→ **What to do**: The output should match the data below line for line.

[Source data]
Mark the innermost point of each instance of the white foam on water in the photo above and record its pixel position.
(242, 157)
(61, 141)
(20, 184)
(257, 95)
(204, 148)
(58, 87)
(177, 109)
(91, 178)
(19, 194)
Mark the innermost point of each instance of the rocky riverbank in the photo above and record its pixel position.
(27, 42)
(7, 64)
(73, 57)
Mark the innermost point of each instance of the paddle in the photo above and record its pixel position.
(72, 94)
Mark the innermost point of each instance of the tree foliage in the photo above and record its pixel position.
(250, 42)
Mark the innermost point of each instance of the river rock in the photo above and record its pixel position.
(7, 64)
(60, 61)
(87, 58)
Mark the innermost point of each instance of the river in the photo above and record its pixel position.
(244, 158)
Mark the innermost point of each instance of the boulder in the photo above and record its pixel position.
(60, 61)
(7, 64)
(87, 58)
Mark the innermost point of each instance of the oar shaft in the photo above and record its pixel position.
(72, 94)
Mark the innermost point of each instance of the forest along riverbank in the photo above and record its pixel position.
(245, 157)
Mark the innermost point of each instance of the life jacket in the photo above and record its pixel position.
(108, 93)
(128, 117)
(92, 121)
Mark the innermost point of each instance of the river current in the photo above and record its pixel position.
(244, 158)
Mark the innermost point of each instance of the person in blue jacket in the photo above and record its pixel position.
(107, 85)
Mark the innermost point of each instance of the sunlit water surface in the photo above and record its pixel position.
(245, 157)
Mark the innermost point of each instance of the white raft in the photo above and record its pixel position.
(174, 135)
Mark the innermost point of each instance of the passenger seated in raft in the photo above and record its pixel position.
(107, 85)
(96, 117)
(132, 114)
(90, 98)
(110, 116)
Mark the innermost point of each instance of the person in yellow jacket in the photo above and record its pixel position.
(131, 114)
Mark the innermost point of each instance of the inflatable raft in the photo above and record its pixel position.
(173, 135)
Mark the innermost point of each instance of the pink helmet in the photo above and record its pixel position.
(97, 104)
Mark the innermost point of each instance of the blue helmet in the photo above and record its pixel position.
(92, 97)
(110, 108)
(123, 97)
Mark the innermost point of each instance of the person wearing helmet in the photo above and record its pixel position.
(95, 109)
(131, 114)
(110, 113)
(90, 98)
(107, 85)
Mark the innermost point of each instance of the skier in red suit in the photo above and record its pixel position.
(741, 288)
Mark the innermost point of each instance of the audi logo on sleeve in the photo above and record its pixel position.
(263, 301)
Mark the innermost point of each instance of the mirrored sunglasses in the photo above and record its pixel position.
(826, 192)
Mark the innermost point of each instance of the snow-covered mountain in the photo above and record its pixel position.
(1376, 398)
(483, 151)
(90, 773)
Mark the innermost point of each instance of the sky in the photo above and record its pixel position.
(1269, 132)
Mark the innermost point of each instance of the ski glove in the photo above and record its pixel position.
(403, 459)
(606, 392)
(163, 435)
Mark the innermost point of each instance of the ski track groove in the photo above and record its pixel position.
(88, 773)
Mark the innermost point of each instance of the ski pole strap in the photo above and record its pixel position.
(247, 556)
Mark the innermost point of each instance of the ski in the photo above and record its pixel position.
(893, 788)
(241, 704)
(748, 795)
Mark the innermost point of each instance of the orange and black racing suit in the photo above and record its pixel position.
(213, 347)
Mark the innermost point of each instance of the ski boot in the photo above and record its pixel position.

→ **Your solution**:
Mark the innermost point of each instance of the white foam on water in the photo above and record its pixel position.
(242, 157)
(61, 141)
(20, 184)
(257, 95)
(204, 148)
(58, 87)
(177, 109)
(91, 178)
(19, 194)
Mark the innermost point of each instance of the rocky riverbank in the photo above and record its pixel position.
(27, 42)
(7, 64)
(73, 57)
Mark the innermost point of each instance of the paddle in the photo above and record its pixel position.
(72, 94)
Mark the innermost point of each instance of the tree foliage in the photo above and record its pixel position.
(250, 42)
Mark the innermost point of each instance of the river rock in the photo above and record its pixel position.
(7, 64)
(60, 61)
(87, 58)
Mark the innermost point of each instance of the river in the photo above and record its pixel position.
(244, 158)
Mark the innermost point of each instance of the boulder in the photo above and record its pixel position.
(60, 61)
(7, 64)
(87, 58)
Mark the innermost point of each instance of the oar shaft in the photo above and record its pixel position.
(72, 94)
Mark the innermost point of each instance of the forest along riverbank in the photo above and record its pixel position.
(245, 157)
Mark the innermost point of each instance of the life jacket in the photo above and record its pixel position.
(108, 93)
(128, 117)
(92, 121)
Mark the innermost point of each instance of the river current in the photo above and record its pixel position.
(244, 158)
Mark the innermost point of each instance of the person in blue jacket in the photo above and record its pixel position.
(107, 85)
Mark the innermost point of each instance of the sunlit water surface in the photo above and record its pixel position.
(245, 157)
Mark the innermost point of each instance of the white raft in the photo above and record its pixel position.
(174, 135)
Mark the innermost point of each instance of the passenger seated in raft in the photo above and record its pixel position.
(107, 85)
(96, 117)
(132, 114)
(90, 98)
(110, 116)
Mark the innermost point of each instance of the person in yellow jacket in the photo above and record its pixel position.
(131, 114)
Mark the innermost point of each instance of the inflatable raft in the photo above and record its pixel position.
(173, 135)
Mark the innermost point of each instance of the pink helmet in the photo above and record its pixel position.
(97, 104)
Mark the innermost point of each instance of the blue helmet in the photo above and record its pixel position.
(92, 97)
(110, 108)
(123, 97)
Mark the innermost point of each instance of the person wearing helmet in the photo above and record its pixel position.
(95, 109)
(131, 114)
(110, 113)
(90, 98)
(107, 85)
Mark the innermost point of each instance of the skier in red suit in the photo above and record its pixel position.
(741, 288)
Mark the innermost point of each instance of the audi logo on sleeve in the photo above and record its pixel position.
(263, 301)
Mark the innermost point of each instance of the mirrored sunglasses in the photo above and record its pixel position.
(826, 192)
Mark the innermost point of each instance of the snow-covered mountain in the photo above and record its pixel position.
(1376, 398)
(483, 151)
(90, 773)
Mark the innermost point of each instance of the sky in the photo above and record its pixel position.
(1269, 132)
Mark the innermost point of each instance of the ski glove in the photo above and record its pixel position.
(403, 459)
(606, 392)
(163, 435)
Mark the innermost point of each instance of the ski track groove in the photo above and record its pixel position.
(88, 773)
Mark the innermost point of each instance of the ski pole strap in the photo above and record its pixel position.
(247, 556)
Mark the innermost point of each instance of the ski in the photo above and record its pixel position.
(893, 788)
(241, 704)
(748, 795)
Mark the innermost point of each instance of the orange and black racing suit in the photo above and record its pixel position.
(213, 347)
Mark the innermost point of each instance of the ski boot in the photo above and record its pixel position.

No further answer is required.